It’s no secret that the LSU offense will likely look pretty similar structurally to the one trotted out last year. Steve Ensminger has said so, Ed Orgeron has said so. Most of the core concepts will stay and be very very useful. I also think the run game will probably stay the same.

Unfortunately, necessity is going to dictate that some changes be made. Protections will look a bit different, the play calling sequencing will look a bit different, and there will be some new concepts. You lose a bunch of the offensive line that held strong in five-man protections; you lose the QB that was so elusive in the face of free rushers that he serves as his own sixth protector; you lose the QB who could cycle through a full five-man progression under almost any condition, and you lose two of the first round stud receivers that reliably generated separation.

Now I’m not saying the replacements aren’t up to snuff, Arik Gilbert, in particular, is LSU’s most gifted offensive recruit since Leonard Fournette, but replacing all that is hard. Things are going to have to look a little bit different, you don’t quite have the personnel to treat every play like 3rd and 8 anymore. So what do I think looks a bit different?

RPOs

I think we are going to see A LOT MORE RPOs called next season. I’m not sure if it will be at quite Alabama level, but I think LSU is going to call a ton more RPOs to keep things easy for the OL and Brennan, while helping the offense stay ahead in the sticks. RPOs have proven to be major QB inflators over the past few years, and are almost free money. They are not hard to execute, and they keep things simple for the QB while keeping pass rushers away. Expect a ton of RPOs on early downs. I do, however, expect the RPO structure to change a little bit.

────

## Given task 1
List every person named in the text about the LSU offense.
## Given task 2
Reproduce word for word the passage of the text about the LSU offense starting with "It’s no secret" and going on through "reliably generated separation.".

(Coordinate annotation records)
────

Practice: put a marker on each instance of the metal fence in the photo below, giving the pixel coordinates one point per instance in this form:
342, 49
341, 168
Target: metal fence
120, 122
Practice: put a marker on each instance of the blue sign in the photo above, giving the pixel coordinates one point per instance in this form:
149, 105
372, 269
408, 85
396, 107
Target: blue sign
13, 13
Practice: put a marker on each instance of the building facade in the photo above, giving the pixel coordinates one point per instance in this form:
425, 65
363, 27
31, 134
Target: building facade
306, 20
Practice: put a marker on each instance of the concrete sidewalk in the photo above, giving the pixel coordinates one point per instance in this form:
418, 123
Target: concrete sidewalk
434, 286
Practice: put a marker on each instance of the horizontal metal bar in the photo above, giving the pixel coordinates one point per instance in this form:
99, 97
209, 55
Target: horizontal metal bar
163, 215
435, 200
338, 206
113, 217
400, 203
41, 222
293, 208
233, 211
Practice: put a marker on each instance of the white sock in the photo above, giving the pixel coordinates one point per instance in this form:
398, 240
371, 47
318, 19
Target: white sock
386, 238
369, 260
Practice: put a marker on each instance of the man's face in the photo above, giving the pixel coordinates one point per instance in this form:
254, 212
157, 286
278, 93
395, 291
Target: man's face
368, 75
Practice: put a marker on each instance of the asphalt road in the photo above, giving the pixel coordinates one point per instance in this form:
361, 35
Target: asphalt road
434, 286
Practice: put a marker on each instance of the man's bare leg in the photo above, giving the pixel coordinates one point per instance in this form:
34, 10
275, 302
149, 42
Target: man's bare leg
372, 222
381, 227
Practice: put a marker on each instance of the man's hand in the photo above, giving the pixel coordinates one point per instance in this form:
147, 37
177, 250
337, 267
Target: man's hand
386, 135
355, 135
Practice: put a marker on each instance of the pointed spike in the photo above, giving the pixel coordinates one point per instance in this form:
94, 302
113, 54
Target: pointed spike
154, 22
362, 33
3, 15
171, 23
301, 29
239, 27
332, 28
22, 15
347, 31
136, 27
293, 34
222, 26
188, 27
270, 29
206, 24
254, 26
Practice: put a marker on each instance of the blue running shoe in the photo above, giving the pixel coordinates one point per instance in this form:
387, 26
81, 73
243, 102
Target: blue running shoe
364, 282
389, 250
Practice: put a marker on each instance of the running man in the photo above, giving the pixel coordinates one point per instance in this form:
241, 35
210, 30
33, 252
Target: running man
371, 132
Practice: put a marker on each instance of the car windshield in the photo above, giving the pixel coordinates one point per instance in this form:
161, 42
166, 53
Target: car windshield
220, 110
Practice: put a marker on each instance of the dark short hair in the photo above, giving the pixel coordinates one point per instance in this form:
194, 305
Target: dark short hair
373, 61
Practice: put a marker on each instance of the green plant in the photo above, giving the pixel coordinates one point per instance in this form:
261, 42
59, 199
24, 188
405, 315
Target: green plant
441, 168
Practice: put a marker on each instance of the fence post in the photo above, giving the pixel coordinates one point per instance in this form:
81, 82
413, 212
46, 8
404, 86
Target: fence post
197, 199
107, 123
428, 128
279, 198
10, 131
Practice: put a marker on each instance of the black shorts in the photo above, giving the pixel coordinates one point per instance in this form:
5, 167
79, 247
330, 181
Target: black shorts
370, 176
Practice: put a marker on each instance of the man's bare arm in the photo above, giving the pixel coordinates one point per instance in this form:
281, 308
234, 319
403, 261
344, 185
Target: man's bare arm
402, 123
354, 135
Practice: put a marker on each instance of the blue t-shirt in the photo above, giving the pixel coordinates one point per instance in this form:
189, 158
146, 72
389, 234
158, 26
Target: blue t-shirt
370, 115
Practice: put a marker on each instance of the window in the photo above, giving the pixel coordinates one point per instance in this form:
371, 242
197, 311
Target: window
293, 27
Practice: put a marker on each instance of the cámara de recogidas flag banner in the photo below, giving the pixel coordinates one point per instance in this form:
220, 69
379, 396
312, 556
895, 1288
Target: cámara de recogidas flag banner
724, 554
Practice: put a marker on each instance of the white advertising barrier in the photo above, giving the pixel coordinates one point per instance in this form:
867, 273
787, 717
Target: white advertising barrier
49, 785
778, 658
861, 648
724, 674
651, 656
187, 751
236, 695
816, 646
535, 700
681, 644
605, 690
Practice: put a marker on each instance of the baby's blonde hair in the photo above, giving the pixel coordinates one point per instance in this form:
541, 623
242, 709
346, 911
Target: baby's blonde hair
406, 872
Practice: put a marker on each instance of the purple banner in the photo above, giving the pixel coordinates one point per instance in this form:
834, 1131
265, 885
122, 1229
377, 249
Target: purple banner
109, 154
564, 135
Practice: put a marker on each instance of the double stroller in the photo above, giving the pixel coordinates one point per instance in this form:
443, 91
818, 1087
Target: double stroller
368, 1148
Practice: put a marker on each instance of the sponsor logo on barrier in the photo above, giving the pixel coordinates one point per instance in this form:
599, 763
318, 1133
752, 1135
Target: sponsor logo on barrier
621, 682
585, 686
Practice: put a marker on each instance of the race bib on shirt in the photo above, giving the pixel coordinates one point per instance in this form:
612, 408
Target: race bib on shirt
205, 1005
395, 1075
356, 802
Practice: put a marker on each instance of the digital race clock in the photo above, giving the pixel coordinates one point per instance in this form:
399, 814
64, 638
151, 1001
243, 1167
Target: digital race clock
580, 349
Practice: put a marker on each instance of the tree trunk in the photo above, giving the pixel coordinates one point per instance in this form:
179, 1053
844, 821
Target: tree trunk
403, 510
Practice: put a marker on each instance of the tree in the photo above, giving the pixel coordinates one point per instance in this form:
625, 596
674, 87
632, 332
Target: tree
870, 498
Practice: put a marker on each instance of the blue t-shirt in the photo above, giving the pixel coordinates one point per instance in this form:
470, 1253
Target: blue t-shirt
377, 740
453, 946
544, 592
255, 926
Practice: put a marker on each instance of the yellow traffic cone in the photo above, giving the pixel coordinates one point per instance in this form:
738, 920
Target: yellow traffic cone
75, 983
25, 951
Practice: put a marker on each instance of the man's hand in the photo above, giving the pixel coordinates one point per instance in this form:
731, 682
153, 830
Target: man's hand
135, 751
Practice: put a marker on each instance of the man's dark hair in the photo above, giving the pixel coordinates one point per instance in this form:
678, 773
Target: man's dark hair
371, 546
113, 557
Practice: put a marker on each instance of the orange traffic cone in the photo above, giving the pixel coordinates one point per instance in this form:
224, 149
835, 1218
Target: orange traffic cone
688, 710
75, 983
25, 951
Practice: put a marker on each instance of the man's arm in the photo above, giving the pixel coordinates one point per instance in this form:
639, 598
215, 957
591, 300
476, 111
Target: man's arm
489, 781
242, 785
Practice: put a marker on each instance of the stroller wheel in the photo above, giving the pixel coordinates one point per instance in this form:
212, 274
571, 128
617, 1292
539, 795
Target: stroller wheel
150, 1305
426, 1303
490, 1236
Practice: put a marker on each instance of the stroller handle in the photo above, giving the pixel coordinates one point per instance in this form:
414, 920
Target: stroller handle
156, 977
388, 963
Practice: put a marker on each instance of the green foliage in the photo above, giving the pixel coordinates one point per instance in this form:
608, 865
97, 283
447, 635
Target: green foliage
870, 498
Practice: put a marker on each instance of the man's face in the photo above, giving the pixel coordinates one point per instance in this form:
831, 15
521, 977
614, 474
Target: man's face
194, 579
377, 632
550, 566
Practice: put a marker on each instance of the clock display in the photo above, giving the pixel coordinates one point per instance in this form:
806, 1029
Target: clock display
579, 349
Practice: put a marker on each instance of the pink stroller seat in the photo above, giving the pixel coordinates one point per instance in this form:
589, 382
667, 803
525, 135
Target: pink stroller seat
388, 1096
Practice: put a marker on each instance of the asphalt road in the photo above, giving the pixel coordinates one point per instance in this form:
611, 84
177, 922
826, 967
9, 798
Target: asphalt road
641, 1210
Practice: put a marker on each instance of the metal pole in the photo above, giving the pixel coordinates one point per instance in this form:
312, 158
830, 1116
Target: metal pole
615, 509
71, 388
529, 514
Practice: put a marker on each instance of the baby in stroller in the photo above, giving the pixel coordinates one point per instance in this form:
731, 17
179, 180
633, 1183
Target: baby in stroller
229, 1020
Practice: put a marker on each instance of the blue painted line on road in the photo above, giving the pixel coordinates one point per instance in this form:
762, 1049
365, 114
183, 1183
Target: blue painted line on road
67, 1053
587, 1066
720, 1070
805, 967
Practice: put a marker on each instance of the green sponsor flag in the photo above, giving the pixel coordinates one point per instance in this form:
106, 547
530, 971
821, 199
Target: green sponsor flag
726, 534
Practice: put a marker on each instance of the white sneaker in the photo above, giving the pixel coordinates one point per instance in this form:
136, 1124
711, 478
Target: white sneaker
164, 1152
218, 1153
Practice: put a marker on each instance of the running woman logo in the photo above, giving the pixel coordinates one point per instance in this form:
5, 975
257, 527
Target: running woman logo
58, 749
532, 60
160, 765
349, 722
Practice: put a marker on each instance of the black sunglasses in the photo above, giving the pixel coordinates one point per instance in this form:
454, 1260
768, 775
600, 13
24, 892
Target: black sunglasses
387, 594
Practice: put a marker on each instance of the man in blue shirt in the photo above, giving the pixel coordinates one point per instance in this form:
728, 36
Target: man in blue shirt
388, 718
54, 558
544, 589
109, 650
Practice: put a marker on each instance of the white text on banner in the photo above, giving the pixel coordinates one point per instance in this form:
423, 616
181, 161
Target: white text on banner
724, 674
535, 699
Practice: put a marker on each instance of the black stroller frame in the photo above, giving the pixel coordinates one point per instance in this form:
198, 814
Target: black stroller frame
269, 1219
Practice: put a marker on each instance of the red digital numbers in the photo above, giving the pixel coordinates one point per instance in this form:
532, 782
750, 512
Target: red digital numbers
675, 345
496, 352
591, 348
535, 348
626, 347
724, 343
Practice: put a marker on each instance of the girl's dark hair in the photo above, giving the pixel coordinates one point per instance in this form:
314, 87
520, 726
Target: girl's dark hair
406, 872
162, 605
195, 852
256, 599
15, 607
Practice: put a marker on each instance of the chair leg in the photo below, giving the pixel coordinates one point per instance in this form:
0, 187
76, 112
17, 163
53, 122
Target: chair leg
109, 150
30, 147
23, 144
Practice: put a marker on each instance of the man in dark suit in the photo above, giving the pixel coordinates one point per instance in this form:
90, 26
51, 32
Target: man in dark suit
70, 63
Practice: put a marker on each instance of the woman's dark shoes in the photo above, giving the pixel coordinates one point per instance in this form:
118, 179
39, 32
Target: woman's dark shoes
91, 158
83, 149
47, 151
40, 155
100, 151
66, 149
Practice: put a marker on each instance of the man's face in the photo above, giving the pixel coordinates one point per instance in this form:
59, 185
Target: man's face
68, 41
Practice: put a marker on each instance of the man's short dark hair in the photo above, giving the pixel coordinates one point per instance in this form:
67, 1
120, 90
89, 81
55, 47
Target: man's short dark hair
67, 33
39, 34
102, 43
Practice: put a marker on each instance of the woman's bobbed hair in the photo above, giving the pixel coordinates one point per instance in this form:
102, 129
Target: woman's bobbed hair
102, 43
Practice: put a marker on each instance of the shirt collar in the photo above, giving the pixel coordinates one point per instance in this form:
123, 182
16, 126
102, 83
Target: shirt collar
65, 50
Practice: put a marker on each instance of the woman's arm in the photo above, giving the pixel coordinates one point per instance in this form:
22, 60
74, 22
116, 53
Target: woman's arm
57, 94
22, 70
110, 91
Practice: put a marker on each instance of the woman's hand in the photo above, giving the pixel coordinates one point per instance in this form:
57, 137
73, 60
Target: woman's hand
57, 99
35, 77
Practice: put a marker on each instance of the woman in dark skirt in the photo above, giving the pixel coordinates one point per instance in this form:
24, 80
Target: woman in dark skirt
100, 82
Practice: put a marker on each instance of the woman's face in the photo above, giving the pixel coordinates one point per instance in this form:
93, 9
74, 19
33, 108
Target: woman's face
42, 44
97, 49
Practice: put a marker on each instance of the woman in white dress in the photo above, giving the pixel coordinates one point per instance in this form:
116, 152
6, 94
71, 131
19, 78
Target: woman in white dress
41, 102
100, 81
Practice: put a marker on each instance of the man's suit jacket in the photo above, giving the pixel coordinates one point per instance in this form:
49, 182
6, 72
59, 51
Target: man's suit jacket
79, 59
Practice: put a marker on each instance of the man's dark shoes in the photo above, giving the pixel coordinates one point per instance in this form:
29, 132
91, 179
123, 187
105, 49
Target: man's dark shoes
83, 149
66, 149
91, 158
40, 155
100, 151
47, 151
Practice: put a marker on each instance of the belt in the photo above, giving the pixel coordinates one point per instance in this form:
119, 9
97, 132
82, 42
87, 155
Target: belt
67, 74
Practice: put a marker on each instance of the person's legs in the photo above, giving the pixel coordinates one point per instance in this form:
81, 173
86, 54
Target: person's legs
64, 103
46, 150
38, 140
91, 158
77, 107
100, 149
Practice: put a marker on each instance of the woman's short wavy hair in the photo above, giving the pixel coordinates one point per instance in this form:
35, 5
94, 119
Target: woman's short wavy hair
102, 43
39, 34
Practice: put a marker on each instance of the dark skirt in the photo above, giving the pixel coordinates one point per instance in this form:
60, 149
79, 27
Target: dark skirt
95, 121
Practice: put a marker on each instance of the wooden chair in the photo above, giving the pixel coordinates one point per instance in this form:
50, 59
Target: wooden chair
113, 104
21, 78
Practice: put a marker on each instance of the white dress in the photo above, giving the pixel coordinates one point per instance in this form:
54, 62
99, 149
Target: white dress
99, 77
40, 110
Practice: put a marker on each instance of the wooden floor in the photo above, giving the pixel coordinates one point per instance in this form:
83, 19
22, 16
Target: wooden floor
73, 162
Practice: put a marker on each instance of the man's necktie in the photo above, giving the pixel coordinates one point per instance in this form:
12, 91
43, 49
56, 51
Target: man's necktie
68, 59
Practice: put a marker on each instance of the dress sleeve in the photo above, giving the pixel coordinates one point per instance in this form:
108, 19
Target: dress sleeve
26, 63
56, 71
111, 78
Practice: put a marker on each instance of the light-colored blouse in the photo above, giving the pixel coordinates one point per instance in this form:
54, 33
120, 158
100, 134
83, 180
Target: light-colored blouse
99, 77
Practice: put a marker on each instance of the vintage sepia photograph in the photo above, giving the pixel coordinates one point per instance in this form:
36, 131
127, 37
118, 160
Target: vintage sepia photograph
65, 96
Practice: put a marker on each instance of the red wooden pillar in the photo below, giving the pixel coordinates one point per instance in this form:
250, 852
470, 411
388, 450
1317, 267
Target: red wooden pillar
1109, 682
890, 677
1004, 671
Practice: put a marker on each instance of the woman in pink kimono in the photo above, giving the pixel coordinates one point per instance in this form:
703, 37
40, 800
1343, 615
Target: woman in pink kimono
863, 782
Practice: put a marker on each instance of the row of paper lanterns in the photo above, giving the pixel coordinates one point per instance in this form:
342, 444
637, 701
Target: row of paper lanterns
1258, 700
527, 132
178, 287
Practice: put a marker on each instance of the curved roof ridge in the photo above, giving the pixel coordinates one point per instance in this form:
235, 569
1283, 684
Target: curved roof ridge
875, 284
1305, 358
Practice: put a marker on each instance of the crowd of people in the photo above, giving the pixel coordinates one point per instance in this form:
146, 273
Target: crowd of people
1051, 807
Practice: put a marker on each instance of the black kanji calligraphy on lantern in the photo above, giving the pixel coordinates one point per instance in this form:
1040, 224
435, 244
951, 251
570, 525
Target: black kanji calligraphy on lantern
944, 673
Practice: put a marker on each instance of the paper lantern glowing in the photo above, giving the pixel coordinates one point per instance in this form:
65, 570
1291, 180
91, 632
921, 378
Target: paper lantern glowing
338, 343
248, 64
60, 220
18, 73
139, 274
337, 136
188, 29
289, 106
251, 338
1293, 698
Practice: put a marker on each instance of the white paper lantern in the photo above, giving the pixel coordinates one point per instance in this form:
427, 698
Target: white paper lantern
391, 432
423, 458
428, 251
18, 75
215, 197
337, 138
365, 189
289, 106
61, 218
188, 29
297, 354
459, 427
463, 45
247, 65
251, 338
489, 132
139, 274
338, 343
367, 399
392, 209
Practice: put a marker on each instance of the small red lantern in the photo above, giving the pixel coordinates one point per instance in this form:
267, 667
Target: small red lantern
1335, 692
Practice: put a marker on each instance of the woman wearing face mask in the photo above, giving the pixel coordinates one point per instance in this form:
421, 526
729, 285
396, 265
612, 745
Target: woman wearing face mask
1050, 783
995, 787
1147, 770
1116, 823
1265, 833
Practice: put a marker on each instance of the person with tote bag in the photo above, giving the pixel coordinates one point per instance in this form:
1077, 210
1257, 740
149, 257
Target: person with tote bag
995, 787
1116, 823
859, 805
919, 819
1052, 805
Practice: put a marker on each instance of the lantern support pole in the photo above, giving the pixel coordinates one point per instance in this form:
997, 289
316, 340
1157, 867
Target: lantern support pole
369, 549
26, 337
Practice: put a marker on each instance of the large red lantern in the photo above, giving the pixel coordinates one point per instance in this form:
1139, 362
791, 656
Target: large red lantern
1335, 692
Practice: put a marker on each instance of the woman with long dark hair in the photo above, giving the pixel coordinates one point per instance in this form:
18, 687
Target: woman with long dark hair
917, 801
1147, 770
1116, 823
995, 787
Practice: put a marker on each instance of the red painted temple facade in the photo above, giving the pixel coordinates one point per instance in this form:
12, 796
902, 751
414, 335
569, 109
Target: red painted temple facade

────

## Full solution 1
Steve Ensminger, Ed Orgeron, Arik Gilbert, Leonard Fournette, Brennan

## Full solution 2
It’s no secret that the LSU offense will likely look pretty similar structurally to the one trotted out last year. Steve Ensminger has said so, Ed Orgeron has said so. Most of the core concepts will stay and be very very useful. I also think the run game will probably stay the same.

Unfortunately, necessity is going to dictate that some changes be made. Protections will look a bit different, the play calling sequencing will look a bit different, and there will be some new concepts. You lose a bunch of the offensive line that held strong in five-man protections; you lose the QB that was so elusive in the face of free rushers that he serves as his own sixth protector; you lose the QB who could cycle through a full five-man progression under almost any condition, and you lose two of the first round stud receivers that reliably generated separation.